▶ Document section
Generating alerts from logs
Types of alert policies
You can create the following types of alert policies:
Static Thresholds: When you are aware of the conditions for which you want to be alerted and you also know where these conditions will occur, use static thresholds. For example, while analyzing logs, you come across a status 401 (authentication failure) for which you want to be notified. Let's say you notice that the status is reported multiple times in a short time period. You want to be notified if it occurs again. So, you create alert policies that generate events when the conditions configured in the policies occur in the logs. Here are a few more examples:
Examples
- An exception in the applicationserver log
- Error log level in the database log
- Unexpected token in the application log
Anomaly Detection: Logs contain anomalies that represent potential system faults, which makes the logs critical to debugging application performance and errors. BMC Helix Log Analytics provides automated analysis with machine learning (ML)-based anomaly detection of abnormal or rare log patterns (or anomalies) that indicate any deviation from the normal behavior. This analysis helps you find concerns proactively before they become a problem and help troubleshoot errors when they arise.
When you want to be alerted if an anomalous log record is generated in a certain type of log like database logs. For example, you want to be alerted if an anomalous log message is generated in the Kubernetes microservice logs. Here are a few more examples:Examples
- An anomaly in a specific service in a Kubernetes environment
- An anomaly in a specific service of Amazon Web Services
- An anomaly in Windows event for a particular host or VM
Alert policy details
You can create an alert policy with static thresholds. When you are aware of the conditions for which you want to be alerted and you also know where these conditions will occur, use static thresholds. For example, w hile analyzing logs, you come across a status 401 (authentication failure) for which you want to be notified. Let's say you notice that the status is reported multiple times in a short time period. You want to be notified if it occurs again. So, you create alert policies that generate events when the conditions configured in the policies occur in the logs. Here are a few more examples:
Examples
- An exception in the applicationserver log
- Error log level in the database log
- Unexpected token in the application log
An alert policy consists of the following details:
- Name, description, and precedence.
Policy selection criteria or the conditions that generate an event. Configure the policy selection criteria based on the fields available in the logs. The operators that you can use are Equals, Not Equal to, and Contains. Combine these conditions with the AND and OR logical operators. Optionally, group these conditions on a particular field, such as when status Equals 401 for a particular host. In this case, you group the condition on the host field. Next, define the time period for these conditions to be true. As an example, generate an event if the status Equals 401 for 5 times (minimum) in the past 10 minutes.
- Host name, which can be either a static value that you type or a field in the logs that you select. If you select a log field, ensure that you select the same log field in the Group by field.
Additional Details are the values from the logs that are added to the fields of the generated event. These values can be either static values that you type or a field in the logs that you select. The additional details that you can add to the event are described as slots on this page: Log Alert event class. Fields of type Enum accept only preconfigured values. If you enter a value that is not preconfigured, the default value is added to the slot in the event.
To add custom fields to an event, see Event management endpoints in the REST API..
To create an alert policy
The following video (2:34) illustrates the steps to create an alert policy for static thresholds.
In BMC Helix Log Analytics, use the Alerts > Alert Policies > Create button and perform the following steps:
- Add the policy information by performing the following steps:
- Enter a unique name and description for the alert.

(Point annotation dataset lines)
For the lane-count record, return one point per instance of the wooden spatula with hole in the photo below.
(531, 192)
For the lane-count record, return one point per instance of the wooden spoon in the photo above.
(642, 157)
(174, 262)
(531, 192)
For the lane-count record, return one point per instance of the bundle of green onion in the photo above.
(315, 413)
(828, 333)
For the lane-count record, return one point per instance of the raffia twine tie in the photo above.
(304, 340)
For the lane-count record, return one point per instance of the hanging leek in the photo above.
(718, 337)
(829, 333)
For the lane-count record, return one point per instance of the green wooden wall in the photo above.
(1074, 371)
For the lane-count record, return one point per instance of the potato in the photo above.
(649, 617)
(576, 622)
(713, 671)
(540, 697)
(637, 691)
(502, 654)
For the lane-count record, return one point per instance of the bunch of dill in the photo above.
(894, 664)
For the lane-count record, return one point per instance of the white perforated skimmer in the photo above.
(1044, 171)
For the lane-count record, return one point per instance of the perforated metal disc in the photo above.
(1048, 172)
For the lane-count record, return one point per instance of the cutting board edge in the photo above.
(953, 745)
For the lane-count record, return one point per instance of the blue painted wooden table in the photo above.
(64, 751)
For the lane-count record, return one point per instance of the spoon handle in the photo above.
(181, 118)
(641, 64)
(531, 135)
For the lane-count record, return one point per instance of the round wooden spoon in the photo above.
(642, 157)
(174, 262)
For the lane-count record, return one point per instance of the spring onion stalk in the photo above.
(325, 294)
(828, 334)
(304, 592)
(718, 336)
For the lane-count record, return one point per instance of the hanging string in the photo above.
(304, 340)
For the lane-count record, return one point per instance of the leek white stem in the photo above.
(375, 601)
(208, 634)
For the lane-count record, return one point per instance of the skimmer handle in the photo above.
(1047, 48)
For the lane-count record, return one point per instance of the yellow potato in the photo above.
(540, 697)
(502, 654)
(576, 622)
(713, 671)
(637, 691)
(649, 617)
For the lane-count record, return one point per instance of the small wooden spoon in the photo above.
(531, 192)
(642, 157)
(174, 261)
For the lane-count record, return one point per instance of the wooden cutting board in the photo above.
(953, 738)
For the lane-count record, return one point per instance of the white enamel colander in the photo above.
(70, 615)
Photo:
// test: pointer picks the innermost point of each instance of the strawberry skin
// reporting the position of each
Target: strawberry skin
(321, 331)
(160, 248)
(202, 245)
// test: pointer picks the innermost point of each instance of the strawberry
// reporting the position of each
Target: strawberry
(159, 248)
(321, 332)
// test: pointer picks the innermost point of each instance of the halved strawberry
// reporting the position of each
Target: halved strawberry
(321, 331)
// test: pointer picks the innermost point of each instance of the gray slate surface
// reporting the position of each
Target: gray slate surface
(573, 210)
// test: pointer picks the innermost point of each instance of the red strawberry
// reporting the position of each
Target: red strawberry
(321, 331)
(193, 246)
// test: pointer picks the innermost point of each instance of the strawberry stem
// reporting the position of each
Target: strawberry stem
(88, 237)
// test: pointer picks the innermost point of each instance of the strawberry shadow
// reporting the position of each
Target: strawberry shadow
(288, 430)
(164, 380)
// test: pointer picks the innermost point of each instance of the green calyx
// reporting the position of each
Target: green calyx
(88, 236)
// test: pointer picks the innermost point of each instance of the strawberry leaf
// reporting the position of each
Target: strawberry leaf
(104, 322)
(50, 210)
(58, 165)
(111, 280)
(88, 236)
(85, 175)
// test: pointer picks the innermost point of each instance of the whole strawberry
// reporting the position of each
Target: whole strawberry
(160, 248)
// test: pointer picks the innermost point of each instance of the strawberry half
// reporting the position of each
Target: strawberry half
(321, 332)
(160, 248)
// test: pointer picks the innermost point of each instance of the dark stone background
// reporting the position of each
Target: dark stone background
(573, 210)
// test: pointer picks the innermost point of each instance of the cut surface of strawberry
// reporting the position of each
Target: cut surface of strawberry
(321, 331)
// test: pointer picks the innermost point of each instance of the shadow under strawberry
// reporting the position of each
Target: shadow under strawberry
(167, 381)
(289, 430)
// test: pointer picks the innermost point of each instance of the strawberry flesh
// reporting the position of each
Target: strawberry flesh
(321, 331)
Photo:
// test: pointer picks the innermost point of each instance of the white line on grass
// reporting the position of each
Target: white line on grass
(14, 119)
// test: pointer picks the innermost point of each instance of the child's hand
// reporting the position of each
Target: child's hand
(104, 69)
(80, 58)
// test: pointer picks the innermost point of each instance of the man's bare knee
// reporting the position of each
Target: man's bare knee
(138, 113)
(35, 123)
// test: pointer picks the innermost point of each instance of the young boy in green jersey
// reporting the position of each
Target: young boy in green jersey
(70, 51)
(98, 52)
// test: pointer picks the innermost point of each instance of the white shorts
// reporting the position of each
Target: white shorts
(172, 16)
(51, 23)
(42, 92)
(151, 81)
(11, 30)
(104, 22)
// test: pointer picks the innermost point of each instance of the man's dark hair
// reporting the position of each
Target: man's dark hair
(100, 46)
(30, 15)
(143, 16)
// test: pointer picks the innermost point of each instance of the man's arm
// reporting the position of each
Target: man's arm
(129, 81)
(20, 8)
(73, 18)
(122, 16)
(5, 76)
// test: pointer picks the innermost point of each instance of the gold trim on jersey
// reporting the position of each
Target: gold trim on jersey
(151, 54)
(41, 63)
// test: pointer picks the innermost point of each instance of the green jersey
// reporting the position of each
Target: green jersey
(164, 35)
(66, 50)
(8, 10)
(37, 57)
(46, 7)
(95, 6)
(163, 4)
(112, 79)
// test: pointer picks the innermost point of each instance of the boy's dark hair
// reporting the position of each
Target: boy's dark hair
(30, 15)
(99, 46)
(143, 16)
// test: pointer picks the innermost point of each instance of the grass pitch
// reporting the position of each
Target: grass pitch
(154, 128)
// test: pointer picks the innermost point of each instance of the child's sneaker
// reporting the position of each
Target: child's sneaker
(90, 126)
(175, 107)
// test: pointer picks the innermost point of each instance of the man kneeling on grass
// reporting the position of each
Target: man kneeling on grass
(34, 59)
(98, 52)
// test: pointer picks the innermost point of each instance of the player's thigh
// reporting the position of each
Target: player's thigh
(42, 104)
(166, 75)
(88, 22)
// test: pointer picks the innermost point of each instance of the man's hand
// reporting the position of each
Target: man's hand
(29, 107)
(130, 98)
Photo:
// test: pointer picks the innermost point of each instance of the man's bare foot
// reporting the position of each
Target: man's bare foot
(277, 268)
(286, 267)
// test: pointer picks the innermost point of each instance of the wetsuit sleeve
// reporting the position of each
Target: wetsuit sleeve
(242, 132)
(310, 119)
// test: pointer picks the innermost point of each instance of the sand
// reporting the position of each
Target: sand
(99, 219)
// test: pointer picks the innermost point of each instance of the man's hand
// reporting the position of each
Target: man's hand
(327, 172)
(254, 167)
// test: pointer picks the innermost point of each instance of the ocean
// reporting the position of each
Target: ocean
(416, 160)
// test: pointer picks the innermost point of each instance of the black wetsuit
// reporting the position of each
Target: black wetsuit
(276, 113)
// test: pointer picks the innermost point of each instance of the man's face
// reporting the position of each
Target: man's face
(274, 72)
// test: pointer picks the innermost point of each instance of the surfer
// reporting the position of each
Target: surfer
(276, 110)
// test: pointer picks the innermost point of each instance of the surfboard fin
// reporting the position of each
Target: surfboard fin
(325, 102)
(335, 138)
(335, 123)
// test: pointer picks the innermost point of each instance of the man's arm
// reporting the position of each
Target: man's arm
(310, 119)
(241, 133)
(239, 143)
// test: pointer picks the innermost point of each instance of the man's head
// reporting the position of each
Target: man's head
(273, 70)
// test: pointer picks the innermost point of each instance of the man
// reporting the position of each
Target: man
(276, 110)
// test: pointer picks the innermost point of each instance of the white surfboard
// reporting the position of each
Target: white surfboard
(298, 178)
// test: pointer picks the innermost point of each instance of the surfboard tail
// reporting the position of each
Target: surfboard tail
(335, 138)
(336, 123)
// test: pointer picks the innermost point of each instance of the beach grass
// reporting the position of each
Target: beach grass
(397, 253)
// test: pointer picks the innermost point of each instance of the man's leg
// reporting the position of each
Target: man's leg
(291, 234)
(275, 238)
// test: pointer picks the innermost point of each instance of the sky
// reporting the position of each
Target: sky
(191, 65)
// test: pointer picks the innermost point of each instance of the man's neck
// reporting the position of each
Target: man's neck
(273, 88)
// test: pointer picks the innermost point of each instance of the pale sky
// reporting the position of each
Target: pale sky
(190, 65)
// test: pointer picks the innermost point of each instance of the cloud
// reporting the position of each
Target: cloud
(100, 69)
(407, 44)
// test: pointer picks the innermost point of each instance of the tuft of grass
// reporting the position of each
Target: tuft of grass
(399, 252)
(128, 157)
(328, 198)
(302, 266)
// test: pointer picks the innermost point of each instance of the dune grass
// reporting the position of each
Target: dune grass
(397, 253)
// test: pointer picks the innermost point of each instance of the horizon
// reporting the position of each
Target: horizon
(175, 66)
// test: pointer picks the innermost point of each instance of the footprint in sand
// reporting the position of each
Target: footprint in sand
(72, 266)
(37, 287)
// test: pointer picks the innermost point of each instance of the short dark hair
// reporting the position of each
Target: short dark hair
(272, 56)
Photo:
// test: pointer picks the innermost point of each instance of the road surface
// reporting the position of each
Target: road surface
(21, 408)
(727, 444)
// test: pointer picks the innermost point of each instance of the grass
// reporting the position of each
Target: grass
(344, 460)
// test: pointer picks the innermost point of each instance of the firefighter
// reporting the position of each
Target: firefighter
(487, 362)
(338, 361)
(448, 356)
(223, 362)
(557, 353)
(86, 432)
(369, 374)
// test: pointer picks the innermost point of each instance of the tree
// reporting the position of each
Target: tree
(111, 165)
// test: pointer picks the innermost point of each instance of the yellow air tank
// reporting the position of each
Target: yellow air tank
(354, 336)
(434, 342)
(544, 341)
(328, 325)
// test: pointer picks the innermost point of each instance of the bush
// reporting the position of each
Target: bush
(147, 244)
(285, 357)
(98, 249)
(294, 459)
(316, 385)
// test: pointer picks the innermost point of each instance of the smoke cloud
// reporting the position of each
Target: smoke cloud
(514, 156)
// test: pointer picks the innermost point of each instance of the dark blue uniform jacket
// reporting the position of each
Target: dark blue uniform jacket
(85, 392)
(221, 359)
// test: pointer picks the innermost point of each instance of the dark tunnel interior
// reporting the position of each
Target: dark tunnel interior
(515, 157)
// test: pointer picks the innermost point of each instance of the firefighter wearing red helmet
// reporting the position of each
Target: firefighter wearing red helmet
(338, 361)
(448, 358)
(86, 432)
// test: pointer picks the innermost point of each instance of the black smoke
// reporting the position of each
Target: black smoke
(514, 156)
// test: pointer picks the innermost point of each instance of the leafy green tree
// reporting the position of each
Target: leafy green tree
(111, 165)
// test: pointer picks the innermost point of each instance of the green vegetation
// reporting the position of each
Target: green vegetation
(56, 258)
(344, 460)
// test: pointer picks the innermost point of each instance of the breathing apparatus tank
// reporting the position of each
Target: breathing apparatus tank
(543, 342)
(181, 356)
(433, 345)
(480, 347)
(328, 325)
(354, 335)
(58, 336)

▶ Exercise prompt
Copy the passage of the page on generating alerts from logs that begins at the words "- Host name, which" and stops after "the REST API..", substituting "String" for "Enum".

▶ Task output
- Host name, which can be either a static value that you type or a field in the logs that you select. If you select a log field, ensure that you select the same log field in the Group by field.
Additional Details are the values from the logs that are added to the fields of the generated event. These values can be either static values that you type or a field in the logs that you select. The additional details that you can add to the event are described as slots on this page: Log Alert event class. Fields of type String accept only preconfigured values. If you enter a value that is not preconfigured, the default value is added to the slot in the event.
To add custom fields to an event, see Event management endpoints in the REST API..